● **DIRECTIONS FOR THIS TASK**
If a record contains a picture, drop the picture and copy everything else exactly.

● **RECORD EXTRACTS**
--------------------------------

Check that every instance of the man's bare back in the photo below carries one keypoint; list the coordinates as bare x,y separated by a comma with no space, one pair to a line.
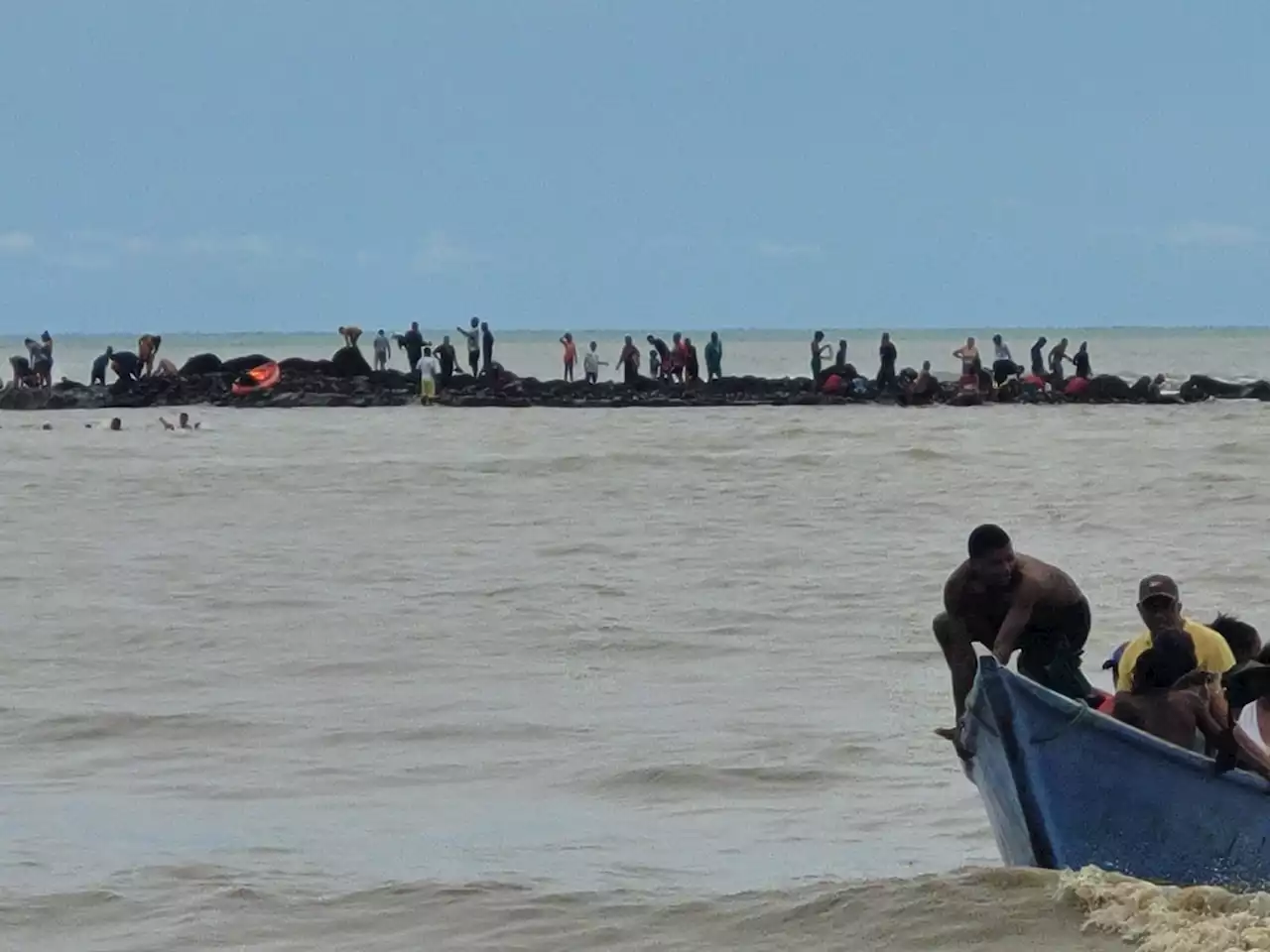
983,607
1010,603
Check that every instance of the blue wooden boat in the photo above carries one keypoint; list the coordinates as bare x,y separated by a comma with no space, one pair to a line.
1066,785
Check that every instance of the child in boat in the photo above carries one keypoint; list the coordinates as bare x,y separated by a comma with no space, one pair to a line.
1171,699
1157,705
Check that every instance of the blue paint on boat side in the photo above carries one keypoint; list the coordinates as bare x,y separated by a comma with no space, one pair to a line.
1066,787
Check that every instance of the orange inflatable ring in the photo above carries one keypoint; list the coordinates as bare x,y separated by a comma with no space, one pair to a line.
263,377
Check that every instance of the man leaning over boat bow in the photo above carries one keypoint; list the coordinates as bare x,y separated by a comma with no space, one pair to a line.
1010,602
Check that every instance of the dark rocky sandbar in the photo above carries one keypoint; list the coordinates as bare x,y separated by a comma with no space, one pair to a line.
347,380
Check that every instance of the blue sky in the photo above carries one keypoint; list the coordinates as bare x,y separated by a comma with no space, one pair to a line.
285,166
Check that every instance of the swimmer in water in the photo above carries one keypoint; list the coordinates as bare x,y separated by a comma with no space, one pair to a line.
1007,603
148,348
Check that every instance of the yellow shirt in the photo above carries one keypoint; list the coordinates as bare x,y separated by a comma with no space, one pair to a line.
1210,651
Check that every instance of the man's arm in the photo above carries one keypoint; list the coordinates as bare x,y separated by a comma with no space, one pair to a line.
1016,620
953,638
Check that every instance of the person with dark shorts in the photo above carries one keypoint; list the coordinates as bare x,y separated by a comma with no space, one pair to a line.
887,358
472,345
99,366
21,371
1008,603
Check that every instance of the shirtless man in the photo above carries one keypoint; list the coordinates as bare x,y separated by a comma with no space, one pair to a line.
148,348
1011,603
969,356
1174,701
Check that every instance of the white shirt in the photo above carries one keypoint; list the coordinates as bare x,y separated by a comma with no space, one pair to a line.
1248,722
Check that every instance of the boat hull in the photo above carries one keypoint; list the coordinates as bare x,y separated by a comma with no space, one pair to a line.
1066,787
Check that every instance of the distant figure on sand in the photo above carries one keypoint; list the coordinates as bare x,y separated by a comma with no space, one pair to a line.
629,362
430,368
486,347
571,354
1038,357
679,357
661,370
887,358
820,353
1000,349
691,365
925,388
125,365
472,345
41,363
1082,361
969,357
22,373
48,340
1010,603
382,349
714,357
148,349
1003,366
1056,362
412,341
590,363
99,366
447,358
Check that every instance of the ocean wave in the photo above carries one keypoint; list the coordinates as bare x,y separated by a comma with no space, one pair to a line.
988,910
1169,918
702,778
107,725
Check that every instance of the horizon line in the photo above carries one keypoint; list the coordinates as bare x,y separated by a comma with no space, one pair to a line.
721,327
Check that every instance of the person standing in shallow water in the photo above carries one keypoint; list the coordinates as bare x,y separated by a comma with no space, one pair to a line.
1038,357
571,356
99,366
382,350
714,357
1007,603
1082,361
691,365
820,352
412,341
472,345
629,362
590,365
486,347
887,358
447,359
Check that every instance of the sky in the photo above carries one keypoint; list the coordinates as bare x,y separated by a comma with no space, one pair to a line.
289,166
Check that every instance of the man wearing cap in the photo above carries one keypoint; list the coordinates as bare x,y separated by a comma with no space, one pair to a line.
1008,603
1161,608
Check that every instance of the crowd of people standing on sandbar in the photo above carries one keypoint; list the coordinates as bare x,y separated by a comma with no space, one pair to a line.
677,361
1169,678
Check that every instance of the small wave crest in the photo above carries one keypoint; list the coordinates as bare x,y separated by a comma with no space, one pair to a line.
702,778
1169,918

--------------------------------

● **RESULT FOR THIS TASK**
Check that every instance of the man's bare back in the photo below carries one keypoint; list the coordinates as bare x,y separated by a comma with no space, one pair to a line.
983,607
1010,603
Check that every instance of the blue wooden boat in the photo above carries one keypoint; list the coordinates as bare x,y separated by a comma with no space, one pair to a line.
1066,785
Check that every instance of the child in boat in the photo above carries one keypoint; list the coordinates as bare x,y separated by a comma with no space, one pair to a line.
1171,699
1157,705
Check that every instance of the blue paint on boat side in the photo above carries one keypoint; list the coordinates as bare x,y separated by a comma with no space, one pair to a line.
1066,787
Check that every instance of the orange inflatable ring in the photo above carries one keypoint; list the coordinates as bare x,y separated by a comma with no space, one pair to a line.
263,377
Check that every instance of the man leaning over boat bow in the photo above carries one keypoint; list the coordinates as bare x,y separated by a comma with no space, one pair to a line.
1010,602
Check that every instance of the dark rocky sandbar in the photo above carries one keypoint; list the coordinates as bare x,y separated by a comma with no space, one pair to a line.
347,380
Check that every instance of the blue sky in the photo above carries one keypoint; list the coordinates as bare x,y separated by a comma with no space, one pair to a line.
285,166
Check that every instance of the swimmer in water in the photo above carries one keypoint; list the coordinates as bare x,y separated by a comma with no space, one pair to a line.
1007,603
148,348
Check that every instance of the yellow shirt in the photo above carries one keypoint; list the coordinates as bare x,y separated by a comma with no space, one pair to a line.
1210,651
Check that every instance of the man's arm in the photo above carries one keypoint; list the coordinates as bare x,y separated by a comma with no space, one pair to a line.
1016,620
953,638
Check that every instance of the person with dark shorts in the photo above carries one keypoint; list the coordinates as bare x,y separated by a comma with no space, one pair to a line.
887,358
472,345
99,366
21,371
1008,603
Check that every instance of the shirtless man in the photo above carries one keypoint; list the coordinates as bare x,y separated by a comma with no space, one pair to a line.
148,348
1011,603
969,356
1174,701
Check that every instance of the white shirt in the photo above carries one keypoint; list the coordinates as bare x,y separated by a comma with no space, one pair to a line.
1248,722
Check that every instance of the boat hull in the photo above carries one keypoint; list the coordinates as bare x,y separated by a comma with no space, one pair to a line.
1066,787
Check that every instance of the distant figure on sand in the photo above carries one keypoint; list the coordinates as bare x,y separated by a comma with no space, one pair to a line.
629,362
430,368
486,347
571,354
1038,357
679,357
661,370
887,358
820,353
1000,349
691,365
925,388
125,365
472,345
41,363
1082,361
969,357
22,373
48,340
1010,603
382,349
714,357
148,349
1003,366
1056,362
412,341
590,363
99,366
447,358
Check that every instance of the ocean wave in the photo above carries one keypoint; list the coordinates as bare x,y separated by a comma with no space, one pair to a line.
988,910
1169,918
702,778
107,725
Check that every instance of the horizon line in the photo above carries one keypoint; list the coordinates as bare x,y separated by a comma with no space, one pair to a line.
721,327
Check that every instance of the person standing in shallow water in the photo above carries one keypoint; list the coordinates as bare x,y separated by a comma with no space, one pair to a line.
1038,357
571,356
99,366
382,350
714,357
1007,603
1082,361
691,365
820,352
412,341
472,345
629,362
590,365
486,347
887,358
447,359
Check that every instance of the sky in the photo above carries one keypoint; list the coordinates as bare x,y separated by a comma with no space, one pair to a line.
289,166
Check that every instance of the man wearing cap in the photo above carries one keypoint; list the coordinates as bare x,y separated by a comma with no space, one pair to a line.
1008,603
1161,608
Check that every instance of the crowd of people standing on sandbar in the photo above carries one keypoint; list the coordinates as bare x,y separated by a comma with no space, one pair to a line.
677,361
1169,678
Check that every instance of the small wave crest in the photo above carries one keypoint; list the coordinates as bare x,y separated by a comma with no space, one pair to a line.
702,778
1169,918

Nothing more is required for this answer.